§ GOAL OF THE EXERCISE
From the line containing "Query: turquoise sea" through the end of the material below, output each line exactly as written, with pictures excluded.

§ DATA SECTION
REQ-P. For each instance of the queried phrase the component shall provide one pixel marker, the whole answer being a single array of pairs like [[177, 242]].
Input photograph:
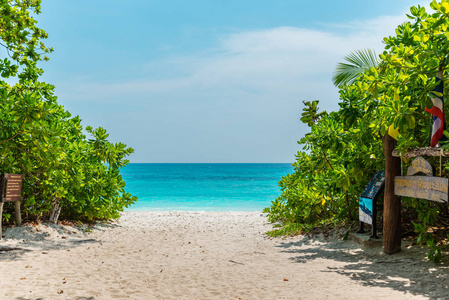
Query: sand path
[[197, 255]]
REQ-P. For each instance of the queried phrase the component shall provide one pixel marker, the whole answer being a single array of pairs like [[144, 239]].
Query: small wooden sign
[[423, 187], [13, 187]]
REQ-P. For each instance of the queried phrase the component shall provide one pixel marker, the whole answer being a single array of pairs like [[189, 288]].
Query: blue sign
[[366, 199]]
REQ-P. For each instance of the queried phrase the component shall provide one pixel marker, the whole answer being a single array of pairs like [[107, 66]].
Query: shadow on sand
[[407, 271]]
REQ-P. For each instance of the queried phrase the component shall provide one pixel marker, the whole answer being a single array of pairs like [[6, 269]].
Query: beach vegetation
[[346, 147], [70, 171]]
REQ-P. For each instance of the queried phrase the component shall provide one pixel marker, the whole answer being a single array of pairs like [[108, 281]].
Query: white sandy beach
[[204, 255]]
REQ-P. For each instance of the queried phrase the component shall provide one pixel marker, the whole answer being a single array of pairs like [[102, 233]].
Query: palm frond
[[358, 62]]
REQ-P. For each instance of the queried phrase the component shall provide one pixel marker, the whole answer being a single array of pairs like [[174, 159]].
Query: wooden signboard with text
[[13, 184], [423, 187], [11, 189]]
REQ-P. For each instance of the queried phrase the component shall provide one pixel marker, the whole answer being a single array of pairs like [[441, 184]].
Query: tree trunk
[[1, 219], [392, 203], [55, 210]]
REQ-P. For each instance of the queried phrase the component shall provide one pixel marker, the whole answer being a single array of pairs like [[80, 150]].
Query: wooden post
[[392, 203], [1, 219], [17, 211]]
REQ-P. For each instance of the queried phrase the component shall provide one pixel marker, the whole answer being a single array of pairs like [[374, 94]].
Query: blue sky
[[206, 81]]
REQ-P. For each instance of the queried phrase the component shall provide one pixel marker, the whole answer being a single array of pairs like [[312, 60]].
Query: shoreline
[[204, 255]]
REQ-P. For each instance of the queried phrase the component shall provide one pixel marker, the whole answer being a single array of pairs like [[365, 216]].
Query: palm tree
[[357, 62], [346, 73]]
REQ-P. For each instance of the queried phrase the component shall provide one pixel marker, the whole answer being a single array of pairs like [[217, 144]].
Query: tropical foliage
[[64, 170], [344, 148]]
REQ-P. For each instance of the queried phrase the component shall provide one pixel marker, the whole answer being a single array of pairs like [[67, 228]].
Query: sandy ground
[[199, 255]]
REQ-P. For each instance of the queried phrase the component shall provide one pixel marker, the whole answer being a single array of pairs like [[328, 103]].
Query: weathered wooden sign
[[420, 165], [422, 187], [10, 190], [13, 187]]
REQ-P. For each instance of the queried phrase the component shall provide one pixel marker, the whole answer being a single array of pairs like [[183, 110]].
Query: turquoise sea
[[203, 187]]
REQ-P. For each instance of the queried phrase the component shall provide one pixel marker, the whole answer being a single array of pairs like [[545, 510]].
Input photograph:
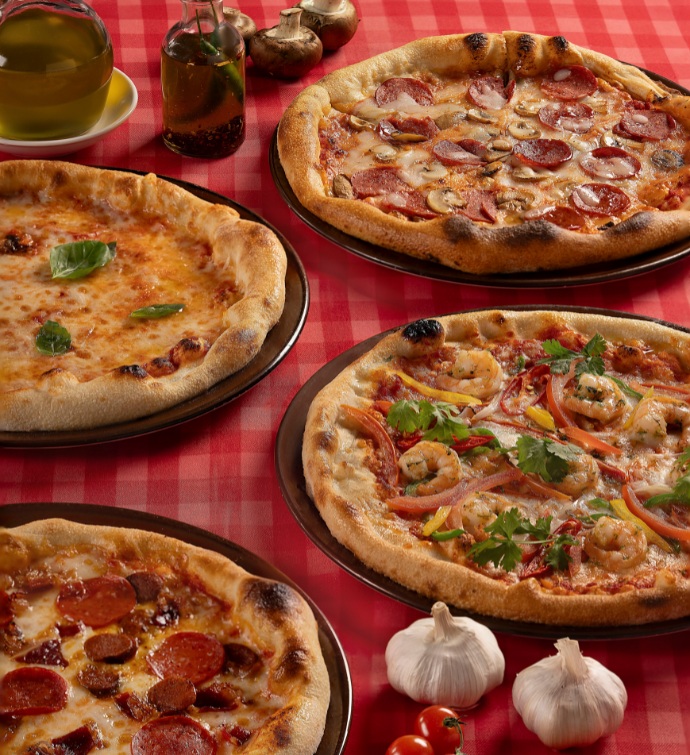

§ WRITTEN SOLUTION
Query: turquoise sea
[[203, 187]]
REQ-P. For each instance of the queried phrase the component shall provide one pixel marker, the whole answer being a single array of pairs like [[545, 510]].
Input photograph:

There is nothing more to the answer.